### [RECORDS SHOWN]
- - - - - - -

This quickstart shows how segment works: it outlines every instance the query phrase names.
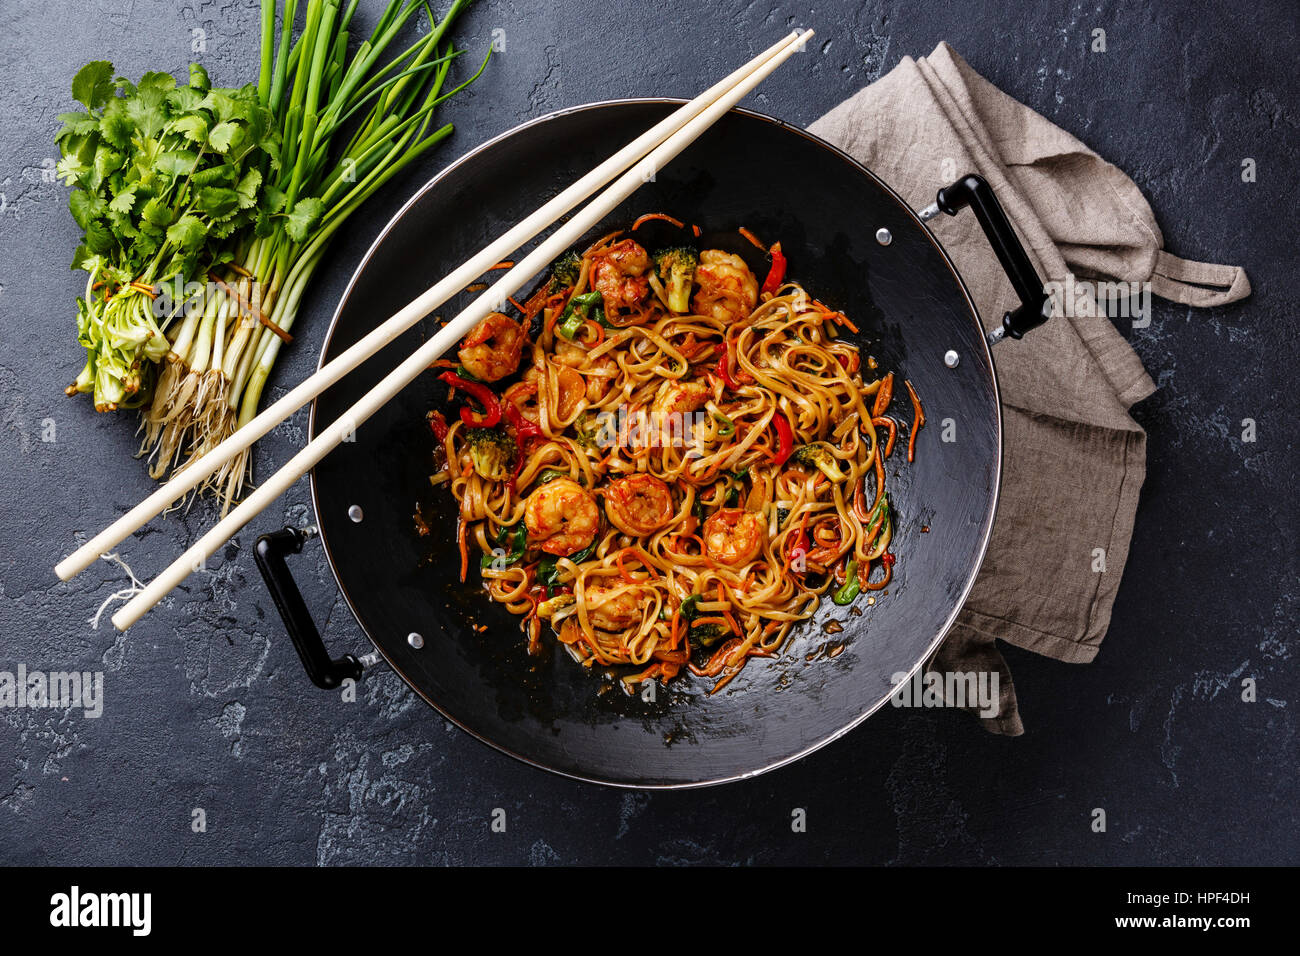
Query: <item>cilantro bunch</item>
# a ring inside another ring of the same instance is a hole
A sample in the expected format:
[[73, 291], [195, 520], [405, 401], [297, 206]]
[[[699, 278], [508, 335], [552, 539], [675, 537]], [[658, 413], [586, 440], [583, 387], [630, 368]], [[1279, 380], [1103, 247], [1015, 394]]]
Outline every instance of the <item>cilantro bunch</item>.
[[224, 242], [253, 222], [261, 165], [278, 151], [257, 90], [212, 89], [203, 67], [178, 86], [166, 73], [138, 84], [88, 63], [72, 82], [85, 112], [64, 113], [57, 172], [85, 235], [74, 269], [90, 273], [77, 302], [85, 368], [70, 393], [110, 410], [143, 397], [150, 365], [170, 350], [153, 286], [230, 258]]

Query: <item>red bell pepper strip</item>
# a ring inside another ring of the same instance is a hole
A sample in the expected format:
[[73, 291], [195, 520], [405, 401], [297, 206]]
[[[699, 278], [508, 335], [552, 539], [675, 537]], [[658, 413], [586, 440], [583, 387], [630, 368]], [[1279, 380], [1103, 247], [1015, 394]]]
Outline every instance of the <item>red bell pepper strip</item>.
[[458, 388], [483, 406], [483, 414], [478, 415], [466, 405], [460, 409], [460, 420], [470, 428], [491, 428], [501, 421], [501, 403], [486, 385], [468, 382], [455, 372], [443, 372], [438, 376], [452, 388]]
[[794, 454], [794, 429], [790, 427], [790, 419], [785, 417], [784, 412], [773, 415], [772, 424], [776, 426], [777, 437], [776, 457], [772, 459], [772, 464], [779, 468]]
[[772, 248], [768, 250], [772, 256], [772, 268], [767, 272], [767, 278], [763, 280], [763, 292], [775, 292], [781, 288], [781, 283], [785, 281], [785, 253], [781, 251], [781, 243], [772, 243]]
[[522, 442], [528, 438], [542, 437], [542, 426], [524, 418], [523, 413], [519, 411], [518, 405], [509, 399], [506, 399], [506, 402], [502, 407], [505, 409], [506, 419], [514, 426], [515, 438], [517, 440]]
[[790, 548], [786, 552], [786, 557], [789, 558], [791, 562], [793, 562], [795, 556], [799, 554], [802, 554], [805, 558], [807, 558], [808, 552], [811, 550], [812, 550], [812, 542], [808, 540], [808, 535], [804, 534], [803, 529], [800, 528], [799, 532], [795, 535], [794, 540], [790, 543]]
[[731, 370], [731, 339], [727, 339], [722, 345], [722, 354], [718, 356], [718, 378], [722, 383], [733, 392], [739, 391], [740, 386], [750, 385], [754, 381], [754, 376], [750, 375], [744, 369], [733, 372]]
[[433, 437], [438, 441], [447, 440], [447, 419], [442, 417], [442, 412], [429, 413], [429, 427], [433, 429]]
[[731, 363], [727, 361], [729, 358], [731, 358], [731, 348], [727, 347], [718, 356], [718, 378], [722, 379], [722, 384], [735, 392], [740, 389], [740, 385], [731, 377]]

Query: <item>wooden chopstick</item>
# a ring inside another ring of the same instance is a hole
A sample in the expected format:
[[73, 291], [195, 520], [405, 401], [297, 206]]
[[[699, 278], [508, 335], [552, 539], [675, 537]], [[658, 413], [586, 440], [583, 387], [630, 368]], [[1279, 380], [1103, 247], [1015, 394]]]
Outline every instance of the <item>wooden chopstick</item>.
[[813, 32], [808, 30], [787, 40], [777, 54], [759, 64], [748, 76], [655, 147], [644, 160], [623, 173], [604, 192], [547, 237], [124, 604], [113, 615], [113, 625], [120, 631], [126, 630], [162, 600], [168, 592], [184, 581], [191, 571], [204, 566], [207, 559], [218, 548], [256, 517], [263, 508], [283, 494], [295, 481], [310, 471], [317, 462], [338, 447], [345, 436], [354, 433], [367, 418], [414, 381], [435, 359], [454, 346], [475, 325], [494, 311], [497, 305], [549, 266], [619, 203], [636, 192], [643, 183], [648, 181], [648, 173], [653, 173], [667, 165], [793, 53], [802, 49], [812, 35]]
[[54, 567], [54, 573], [67, 581], [90, 567], [95, 560], [134, 534], [178, 501], [227, 461], [243, 452], [280, 422], [302, 408], [321, 392], [338, 382], [362, 362], [387, 346], [413, 325], [476, 281], [492, 266], [508, 258], [520, 246], [530, 242], [546, 227], [573, 209], [619, 173], [644, 159], [646, 154], [698, 116], [706, 107], [743, 81], [762, 64], [784, 50], [798, 34], [791, 33], [773, 44], [740, 69], [709, 87], [689, 103], [683, 104], [645, 133], [542, 205], [501, 238], [449, 273], [387, 321], [368, 332], [351, 347], [330, 360], [315, 373], [291, 389], [283, 398], [265, 408], [233, 435], [210, 449], [201, 458], [186, 464], [165, 484], [95, 535]]

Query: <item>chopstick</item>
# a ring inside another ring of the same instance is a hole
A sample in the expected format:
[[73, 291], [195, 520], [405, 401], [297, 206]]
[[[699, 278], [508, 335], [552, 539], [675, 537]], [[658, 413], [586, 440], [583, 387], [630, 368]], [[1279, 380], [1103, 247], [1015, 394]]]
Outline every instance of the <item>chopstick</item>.
[[777, 54], [761, 63], [743, 80], [710, 103], [699, 115], [655, 147], [644, 160], [623, 173], [604, 192], [547, 237], [124, 604], [113, 615], [113, 625], [119, 631], [125, 631], [184, 581], [192, 571], [203, 567], [218, 548], [310, 471], [317, 462], [333, 451], [345, 436], [355, 433], [367, 418], [419, 377], [420, 373], [425, 371], [435, 359], [455, 345], [489, 313], [495, 311], [496, 305], [517, 292], [525, 282], [549, 266], [619, 203], [635, 193], [643, 183], [648, 181], [647, 173], [653, 173], [667, 165], [766, 79], [772, 71], [797, 50], [802, 49], [812, 35], [813, 31], [808, 30], [790, 38]]
[[721, 96], [735, 89], [755, 70], [780, 55], [797, 40], [798, 36], [796, 31], [779, 43], [773, 44], [740, 69], [715, 83], [689, 103], [674, 110], [555, 198], [543, 204], [532, 215], [511, 227], [495, 242], [462, 263], [387, 321], [308, 376], [233, 435], [210, 449], [201, 458], [187, 463], [180, 472], [173, 475], [138, 505], [55, 565], [54, 573], [61, 580], [67, 581], [86, 570], [100, 555], [120, 544], [171, 504], [197, 488], [205, 478], [220, 469], [227, 461], [243, 452], [453, 295], [477, 281], [492, 266], [507, 259], [520, 246], [530, 242], [543, 229], [594, 194], [615, 176], [644, 159], [653, 148], [699, 116], [709, 105], [717, 102]]

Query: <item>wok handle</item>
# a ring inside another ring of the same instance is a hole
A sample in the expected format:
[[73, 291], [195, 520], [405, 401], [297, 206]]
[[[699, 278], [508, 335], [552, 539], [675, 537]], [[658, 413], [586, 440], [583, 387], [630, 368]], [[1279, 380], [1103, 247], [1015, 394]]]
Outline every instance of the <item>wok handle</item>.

- - - - - - -

### [WORK REQUEST]
All that's required is the material above repeated exactly, minus any picture.

### [ANSWER SECTION]
This quickstart shows how segment works: it outlines every instance the query phrase names.
Query: <item>cilantro bunch</item>
# a ring inside another ring of the same instance is a hole
A sample in the expected format:
[[73, 291], [195, 520], [405, 401], [297, 206]]
[[[699, 278], [508, 335], [552, 539], [675, 537]], [[658, 413], [586, 440], [583, 387], [630, 368]], [[1279, 380], [1103, 247], [1015, 394]]]
Outline every instance of the <item>cilantro bunch</item>.
[[224, 242], [253, 222], [261, 165], [278, 151], [257, 90], [212, 89], [203, 67], [178, 86], [166, 73], [138, 84], [88, 63], [72, 82], [85, 112], [64, 113], [57, 172], [85, 235], [74, 269], [90, 273], [77, 302], [85, 368], [70, 393], [110, 410], [143, 397], [150, 365], [170, 350], [153, 286], [230, 258]]

Query: <item>red bell pepper strip</item>
# a ring inside another ring of the same instance is a hole
A sample in the expected format:
[[73, 291], [195, 520], [405, 401], [297, 206]]
[[[699, 278], [508, 335], [552, 539], [675, 537]], [[658, 413], [586, 440], [583, 387], [630, 368]], [[1279, 380], [1103, 247], [1015, 394]]]
Outline every instance of the <item>red bell pepper strip</item>.
[[458, 388], [483, 406], [483, 414], [478, 415], [466, 405], [460, 409], [460, 420], [470, 428], [491, 428], [501, 421], [501, 403], [486, 385], [468, 382], [455, 372], [443, 372], [438, 376], [452, 388]]
[[794, 454], [794, 429], [790, 427], [790, 419], [785, 417], [784, 412], [773, 415], [772, 424], [776, 426], [777, 437], [776, 457], [772, 459], [772, 464], [779, 468]]
[[772, 248], [768, 250], [772, 256], [772, 268], [767, 272], [767, 278], [763, 280], [763, 292], [775, 292], [781, 288], [781, 283], [785, 281], [785, 253], [781, 251], [781, 243], [772, 243]]
[[522, 442], [528, 438], [542, 437], [542, 426], [524, 418], [523, 413], [519, 411], [518, 405], [509, 399], [506, 399], [506, 402], [502, 407], [505, 409], [506, 419], [514, 426], [515, 438], [517, 440]]
[[790, 548], [786, 552], [786, 557], [789, 558], [791, 562], [793, 562], [795, 556], [799, 554], [802, 554], [805, 558], [807, 558], [808, 552], [811, 550], [812, 550], [812, 542], [808, 540], [808, 535], [804, 534], [803, 529], [800, 528], [799, 532], [795, 535], [794, 540], [790, 543]]
[[731, 370], [731, 339], [727, 339], [722, 345], [722, 354], [718, 356], [718, 378], [722, 383], [733, 392], [739, 391], [740, 386], [750, 385], [754, 381], [754, 376], [750, 375], [744, 369], [733, 372]]
[[433, 437], [438, 441], [447, 440], [447, 419], [442, 417], [442, 412], [429, 413], [429, 427], [433, 429]]
[[731, 363], [727, 361], [729, 358], [731, 358], [731, 348], [727, 347], [718, 356], [718, 378], [722, 379], [722, 384], [735, 392], [740, 389], [740, 385], [731, 377]]

Query: <item>wooden chopstick</item>
# a ring inside another ring of the same instance is a hole
A sample in the expected format:
[[73, 291], [195, 520], [405, 401], [297, 206]]
[[[699, 278], [508, 335], [552, 539], [675, 537]], [[658, 413], [586, 440], [583, 387], [630, 368]], [[1279, 380], [1103, 247], [1015, 394]]]
Outline every instance of the <item>wooden chopstick</item>.
[[813, 32], [808, 30], [787, 40], [777, 54], [759, 64], [748, 76], [655, 147], [644, 160], [623, 173], [604, 192], [547, 237], [124, 604], [113, 615], [113, 625], [120, 631], [126, 630], [162, 600], [168, 592], [184, 581], [191, 571], [204, 566], [207, 559], [218, 548], [256, 517], [263, 508], [283, 494], [295, 481], [310, 471], [317, 462], [338, 447], [345, 436], [354, 433], [367, 418], [414, 381], [435, 359], [454, 346], [475, 325], [494, 311], [497, 305], [549, 266], [619, 203], [636, 192], [643, 183], [648, 181], [648, 173], [653, 173], [667, 165], [793, 53], [802, 49], [812, 35]]
[[54, 567], [54, 573], [67, 581], [90, 567], [95, 560], [134, 534], [178, 501], [227, 461], [243, 452], [280, 422], [302, 408], [321, 392], [338, 382], [362, 362], [387, 346], [413, 325], [476, 281], [492, 266], [508, 258], [520, 246], [530, 242], [546, 227], [573, 209], [619, 173], [644, 159], [646, 154], [698, 116], [706, 107], [743, 81], [762, 64], [784, 50], [798, 34], [791, 33], [773, 44], [740, 69], [709, 87], [689, 103], [683, 104], [645, 133], [542, 205], [501, 238], [449, 273], [387, 321], [368, 332], [351, 347], [330, 360], [315, 373], [291, 389], [283, 398], [265, 408], [233, 435], [210, 449], [201, 458], [186, 464], [165, 484], [95, 535]]

Query: <item>chopstick</item>
# a ring inside another ring of the same instance is a hole
A sample in the expected format:
[[73, 291], [195, 520], [405, 401], [297, 206]]
[[[699, 278], [508, 335], [552, 539], [675, 537]], [[658, 413], [586, 440], [583, 387], [630, 368]], [[1279, 380], [1103, 247], [1015, 394]]]
Outline every instance of the <item>chopstick</item>.
[[777, 54], [761, 63], [743, 80], [710, 103], [699, 115], [655, 147], [644, 160], [623, 173], [604, 192], [547, 237], [124, 604], [113, 615], [113, 625], [119, 631], [125, 631], [184, 581], [192, 571], [203, 567], [218, 548], [310, 471], [317, 462], [333, 451], [345, 436], [355, 433], [367, 418], [419, 377], [420, 373], [425, 371], [435, 359], [455, 345], [489, 313], [495, 311], [496, 305], [517, 292], [525, 282], [549, 266], [619, 203], [635, 193], [643, 183], [648, 181], [647, 173], [653, 173], [667, 165], [766, 79], [772, 71], [797, 50], [802, 49], [812, 35], [813, 31], [808, 30], [790, 38]]
[[721, 96], [735, 89], [755, 70], [780, 55], [797, 40], [798, 36], [796, 31], [779, 43], [773, 44], [740, 69], [715, 83], [689, 103], [674, 110], [555, 198], [543, 204], [532, 215], [511, 227], [495, 242], [462, 263], [387, 321], [308, 376], [233, 435], [210, 449], [201, 458], [187, 463], [180, 472], [173, 475], [138, 505], [55, 565], [54, 573], [61, 580], [67, 581], [86, 570], [100, 555], [120, 544], [171, 504], [197, 488], [205, 478], [220, 469], [227, 461], [243, 452], [453, 295], [477, 281], [492, 266], [507, 259], [520, 246], [530, 242], [543, 229], [594, 194], [615, 176], [644, 159], [653, 148], [699, 116], [709, 105], [717, 102]]

Query: <item>wok handle</item>
# a ring inside another ring of the same instance is a hole
A sample in the expected format:
[[73, 291], [195, 520], [405, 401], [297, 206]]
[[[699, 278], [508, 335], [552, 539], [675, 537]], [[658, 413], [586, 440], [583, 387], [630, 368]], [[1279, 380], [1103, 247], [1015, 394]]]
Outline every instance of the <item>wok handle</item>.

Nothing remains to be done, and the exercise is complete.